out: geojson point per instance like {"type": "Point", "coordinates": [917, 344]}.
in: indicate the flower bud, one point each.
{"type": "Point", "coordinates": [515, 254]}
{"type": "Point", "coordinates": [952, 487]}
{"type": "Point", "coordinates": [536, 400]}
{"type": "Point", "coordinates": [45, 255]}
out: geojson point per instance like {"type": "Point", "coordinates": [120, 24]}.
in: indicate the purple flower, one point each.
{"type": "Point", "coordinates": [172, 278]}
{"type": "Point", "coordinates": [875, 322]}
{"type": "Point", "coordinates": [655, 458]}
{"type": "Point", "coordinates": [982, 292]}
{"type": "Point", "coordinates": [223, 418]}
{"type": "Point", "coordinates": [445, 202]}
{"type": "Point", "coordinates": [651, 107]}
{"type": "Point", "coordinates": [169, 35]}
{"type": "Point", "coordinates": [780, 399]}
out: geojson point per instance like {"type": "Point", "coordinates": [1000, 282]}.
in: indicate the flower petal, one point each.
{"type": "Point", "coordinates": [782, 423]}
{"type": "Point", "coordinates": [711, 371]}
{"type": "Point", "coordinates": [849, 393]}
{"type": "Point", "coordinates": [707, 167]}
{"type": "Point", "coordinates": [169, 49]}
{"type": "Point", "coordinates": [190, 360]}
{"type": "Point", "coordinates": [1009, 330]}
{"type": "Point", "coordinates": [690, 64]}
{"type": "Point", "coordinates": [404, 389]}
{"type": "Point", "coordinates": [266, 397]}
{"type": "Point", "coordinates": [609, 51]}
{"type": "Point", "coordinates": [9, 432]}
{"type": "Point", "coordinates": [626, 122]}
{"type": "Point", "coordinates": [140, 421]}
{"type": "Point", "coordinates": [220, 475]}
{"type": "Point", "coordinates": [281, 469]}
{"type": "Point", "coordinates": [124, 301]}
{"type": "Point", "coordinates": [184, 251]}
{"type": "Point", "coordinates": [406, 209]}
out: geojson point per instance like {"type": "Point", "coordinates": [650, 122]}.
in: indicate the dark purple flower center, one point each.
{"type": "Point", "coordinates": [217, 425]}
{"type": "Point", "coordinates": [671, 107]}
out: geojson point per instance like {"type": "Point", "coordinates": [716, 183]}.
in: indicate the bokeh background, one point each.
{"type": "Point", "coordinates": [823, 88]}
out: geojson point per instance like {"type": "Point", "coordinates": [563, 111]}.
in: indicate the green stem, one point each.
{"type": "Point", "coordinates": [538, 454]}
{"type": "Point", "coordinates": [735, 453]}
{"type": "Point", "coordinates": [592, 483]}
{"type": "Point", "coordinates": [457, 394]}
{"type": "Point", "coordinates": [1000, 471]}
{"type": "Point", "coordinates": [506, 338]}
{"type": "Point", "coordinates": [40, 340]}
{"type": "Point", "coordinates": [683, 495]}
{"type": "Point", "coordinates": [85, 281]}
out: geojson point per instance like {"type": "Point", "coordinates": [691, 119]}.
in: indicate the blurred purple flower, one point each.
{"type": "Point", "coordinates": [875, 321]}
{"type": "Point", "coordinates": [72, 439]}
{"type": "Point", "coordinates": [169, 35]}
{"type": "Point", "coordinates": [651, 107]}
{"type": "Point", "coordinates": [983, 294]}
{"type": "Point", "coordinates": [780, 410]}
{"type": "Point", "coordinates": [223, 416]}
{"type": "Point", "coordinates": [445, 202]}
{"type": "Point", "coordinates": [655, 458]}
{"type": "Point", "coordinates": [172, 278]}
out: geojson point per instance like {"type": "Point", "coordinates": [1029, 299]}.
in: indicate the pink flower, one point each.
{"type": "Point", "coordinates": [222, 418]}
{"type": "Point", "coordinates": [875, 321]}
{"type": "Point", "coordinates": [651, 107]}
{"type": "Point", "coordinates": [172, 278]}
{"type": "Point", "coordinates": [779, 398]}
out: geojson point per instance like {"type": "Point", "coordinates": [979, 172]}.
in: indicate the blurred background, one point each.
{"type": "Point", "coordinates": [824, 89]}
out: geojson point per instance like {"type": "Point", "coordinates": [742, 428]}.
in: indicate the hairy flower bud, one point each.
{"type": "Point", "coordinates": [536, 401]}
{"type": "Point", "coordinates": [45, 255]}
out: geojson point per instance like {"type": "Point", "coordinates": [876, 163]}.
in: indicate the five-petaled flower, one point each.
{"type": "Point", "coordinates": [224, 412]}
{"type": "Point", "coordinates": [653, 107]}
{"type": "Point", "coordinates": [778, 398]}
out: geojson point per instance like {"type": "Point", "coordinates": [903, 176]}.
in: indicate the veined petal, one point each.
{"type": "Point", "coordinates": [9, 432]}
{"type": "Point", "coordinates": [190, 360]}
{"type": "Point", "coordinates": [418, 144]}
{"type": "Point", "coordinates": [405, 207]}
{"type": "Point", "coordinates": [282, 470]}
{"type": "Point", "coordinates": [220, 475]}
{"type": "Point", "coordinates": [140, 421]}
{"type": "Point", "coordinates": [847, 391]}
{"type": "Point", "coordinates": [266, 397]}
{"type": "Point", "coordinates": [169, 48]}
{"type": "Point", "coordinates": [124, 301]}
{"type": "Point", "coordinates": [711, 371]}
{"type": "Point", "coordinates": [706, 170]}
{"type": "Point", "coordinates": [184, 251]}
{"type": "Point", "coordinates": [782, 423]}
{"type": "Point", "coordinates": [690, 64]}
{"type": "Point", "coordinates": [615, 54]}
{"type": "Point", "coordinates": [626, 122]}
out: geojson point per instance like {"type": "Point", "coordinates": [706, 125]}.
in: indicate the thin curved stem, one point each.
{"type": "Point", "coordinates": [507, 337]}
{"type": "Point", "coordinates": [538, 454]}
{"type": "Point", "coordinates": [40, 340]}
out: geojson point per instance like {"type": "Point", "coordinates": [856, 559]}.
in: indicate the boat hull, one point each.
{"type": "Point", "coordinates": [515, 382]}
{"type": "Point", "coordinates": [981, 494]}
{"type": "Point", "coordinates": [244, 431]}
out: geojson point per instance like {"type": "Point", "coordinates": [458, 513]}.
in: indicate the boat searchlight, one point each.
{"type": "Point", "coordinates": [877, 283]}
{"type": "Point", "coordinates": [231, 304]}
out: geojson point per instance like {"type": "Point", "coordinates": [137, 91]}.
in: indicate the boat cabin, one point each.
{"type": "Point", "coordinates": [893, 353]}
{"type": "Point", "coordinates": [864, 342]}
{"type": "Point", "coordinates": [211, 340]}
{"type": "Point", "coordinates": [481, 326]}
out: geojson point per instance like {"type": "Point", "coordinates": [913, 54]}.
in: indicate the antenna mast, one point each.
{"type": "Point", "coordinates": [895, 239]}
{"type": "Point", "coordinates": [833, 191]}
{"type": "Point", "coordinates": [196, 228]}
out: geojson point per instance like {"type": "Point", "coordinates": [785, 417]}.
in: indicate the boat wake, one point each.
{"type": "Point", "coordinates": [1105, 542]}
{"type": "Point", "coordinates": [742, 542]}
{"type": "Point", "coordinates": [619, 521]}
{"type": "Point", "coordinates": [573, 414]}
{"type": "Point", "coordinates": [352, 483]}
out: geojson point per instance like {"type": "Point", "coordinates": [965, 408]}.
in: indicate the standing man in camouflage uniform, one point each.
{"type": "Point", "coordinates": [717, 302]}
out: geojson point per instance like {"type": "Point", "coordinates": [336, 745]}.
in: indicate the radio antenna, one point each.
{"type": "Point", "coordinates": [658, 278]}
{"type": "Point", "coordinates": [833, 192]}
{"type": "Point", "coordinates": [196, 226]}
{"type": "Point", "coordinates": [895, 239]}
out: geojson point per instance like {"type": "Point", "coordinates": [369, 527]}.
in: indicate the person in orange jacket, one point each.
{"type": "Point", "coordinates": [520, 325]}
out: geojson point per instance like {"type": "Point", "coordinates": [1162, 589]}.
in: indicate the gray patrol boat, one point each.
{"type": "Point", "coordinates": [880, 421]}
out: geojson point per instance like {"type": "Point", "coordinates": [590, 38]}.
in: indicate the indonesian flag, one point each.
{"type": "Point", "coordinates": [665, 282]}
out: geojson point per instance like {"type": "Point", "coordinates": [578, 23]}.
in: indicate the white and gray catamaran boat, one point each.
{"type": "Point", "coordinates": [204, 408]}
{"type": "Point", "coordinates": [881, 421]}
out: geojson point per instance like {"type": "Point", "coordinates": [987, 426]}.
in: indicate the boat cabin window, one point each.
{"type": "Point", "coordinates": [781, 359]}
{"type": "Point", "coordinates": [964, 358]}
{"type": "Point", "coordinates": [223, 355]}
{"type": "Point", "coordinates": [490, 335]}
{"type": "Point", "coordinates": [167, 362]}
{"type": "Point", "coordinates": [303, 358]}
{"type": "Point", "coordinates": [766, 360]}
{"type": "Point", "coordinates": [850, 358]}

#### [WHAT THE EXERCISE ASKS]
The line containing "in: indicate the indonesian" begins the span, and the last line of the records above ends it. Return that span exactly, and nothing outside it.

#### [WRITTEN SOLUTION]
in: indicate the indonesian flag, one point each.
{"type": "Point", "coordinates": [665, 282]}
out: geojson point per instance like {"type": "Point", "coordinates": [578, 23]}.
in: indicate the white and gray catamaran boat, one point each.
{"type": "Point", "coordinates": [204, 408]}
{"type": "Point", "coordinates": [881, 421]}
out: geojson point per instance like {"type": "Point", "coordinates": [987, 426]}.
in: indicate the boat cabin window, one point each.
{"type": "Point", "coordinates": [781, 359]}
{"type": "Point", "coordinates": [964, 358]}
{"type": "Point", "coordinates": [223, 355]}
{"type": "Point", "coordinates": [490, 335]}
{"type": "Point", "coordinates": [167, 362]}
{"type": "Point", "coordinates": [303, 358]}
{"type": "Point", "coordinates": [766, 360]}
{"type": "Point", "coordinates": [850, 358]}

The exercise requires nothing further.